QUELLENAUSZUG
++++++++++++++++++++
Digitale Beifahrer mit menschlichen Formen

Von der virtuellen Sekretärin bis zum Witze erzählenden Bordroboter – die Technik im Auto wird immer ausgefeilter. Demnächst werden wohl auch Avatare mitfahren.

Elektronische Assistenz- und Bediensysteme im Auto gibt es immer mehr. Sie verbessern den Komfort, entlasten den Fahrer und wachen über seine Sicherheit. Bislang allerdings wirkt die Elektronik meist im Verborgenen und meldet sich nur in besonderen Gefahrensituationen zu Wort. Geht es nach den Entwicklern vor allem der japanischen Autohersteller und deren Designstudien, dann wird Kollege Computer künftig aber tatsächlich zu einem elektronischen Beifahrer und nimmt beinahe humanoide Formen an.

«Schon heute sind in vielen japanischen Navigationssystemen virtuelle Sekretärinnen programmiert, die den Fahrer morgens begrüßen, ihm einen schönen Tag wünschen und erst nach einer höflichen Verbeugung den Bildschirm für die Karte frei machen», sagt der deutsche Designer Tobias Nagel, der bei Nissan in Tokio die künftigen Trends untersucht. Weil Japaner in Millionenstädten wie Tokio auf der einen Seite zunehmend vereinsamen und auf der anderen Seite in technische Spielereien vernarrt seien, würden die Kunden der Zukunft damit aber nicht mehr zufrieden sein, schätzt Nagel.

Deshalb haben die Entwicklungsabteilungen der Hersteller zur Motorshow in Tokio (noch bis zum 11. November) die ersten Autos vorgestellt, in denen alle Assistenzsysteme in einem kleinen Roboter gebündelt sind. Dieser übernimmt damit die Rolle des elektronischen Beifahrers.
++++++++++++++++++++
KURZE AUFGABE A
Bei welchem Autohersteller untersucht der Designer Tobias Nagel laut dem Quellenauszug die künftigen Trends?
KURZE AUFGABE B
Gib den Quellenauszug von "Von der virtuellen" bis "auch Avatare mitfahren." wieder und setze dabei "Bordcomputer" an die Stelle von "Bordroboter".

(Extrahierte Datensätze)
++++++++++++++++++++
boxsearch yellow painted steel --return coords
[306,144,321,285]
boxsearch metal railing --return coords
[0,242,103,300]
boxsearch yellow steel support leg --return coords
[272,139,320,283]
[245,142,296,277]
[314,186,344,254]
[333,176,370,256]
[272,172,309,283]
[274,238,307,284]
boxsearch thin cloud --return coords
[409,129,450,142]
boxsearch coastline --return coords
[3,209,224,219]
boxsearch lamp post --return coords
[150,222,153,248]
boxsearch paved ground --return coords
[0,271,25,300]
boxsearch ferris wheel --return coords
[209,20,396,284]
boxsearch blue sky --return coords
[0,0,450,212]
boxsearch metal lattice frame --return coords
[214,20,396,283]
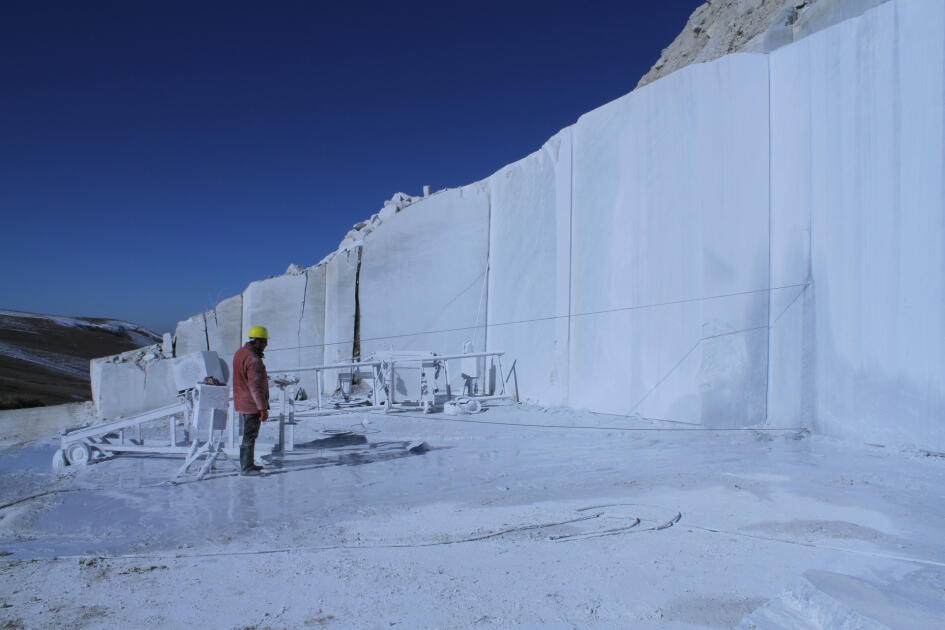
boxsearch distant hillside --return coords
[0,310,161,409]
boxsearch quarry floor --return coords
[0,406,945,628]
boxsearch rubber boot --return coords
[240,445,259,477]
[249,442,262,471]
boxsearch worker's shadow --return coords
[263,433,438,475]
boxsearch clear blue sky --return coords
[0,0,701,332]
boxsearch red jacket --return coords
[233,341,269,413]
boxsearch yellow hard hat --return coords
[249,326,269,339]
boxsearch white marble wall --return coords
[570,55,768,426]
[98,0,945,451]
[488,128,571,405]
[359,183,489,392]
[772,0,945,451]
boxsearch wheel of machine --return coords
[66,442,92,466]
[53,448,68,472]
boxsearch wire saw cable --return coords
[3,508,682,561]
[266,282,810,353]
[686,523,945,567]
[363,411,807,433]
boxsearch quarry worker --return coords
[233,326,269,476]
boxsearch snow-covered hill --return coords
[0,310,160,409]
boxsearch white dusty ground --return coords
[0,406,945,628]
++++++++++++++++++++
RICHTIGE LÖSUNG A
Bei Nissan in Tokio.

RICHTIGE LÖSUNG B
Von der virtuellen Sekretärin bis zum Witze erzählenden Bordcomputer – die Technik im Auto wird immer ausgefeilter. Demnächst werden wohl auch Avatare mitfahren.